(Stored data)
-------------------------

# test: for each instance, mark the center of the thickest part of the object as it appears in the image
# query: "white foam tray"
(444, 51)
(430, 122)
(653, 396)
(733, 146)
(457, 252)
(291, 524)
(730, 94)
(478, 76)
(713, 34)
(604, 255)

-------------------------

*Exercise directions*.
Copy the lines above exactly, leaving every word as it is.

*Exercise result*.
# test: for each instance, mark the center of the thickest part of the object as it appears in the image
# query: "white foam tray"
(444, 51)
(430, 122)
(653, 396)
(733, 146)
(457, 252)
(291, 524)
(730, 94)
(478, 76)
(713, 34)
(604, 255)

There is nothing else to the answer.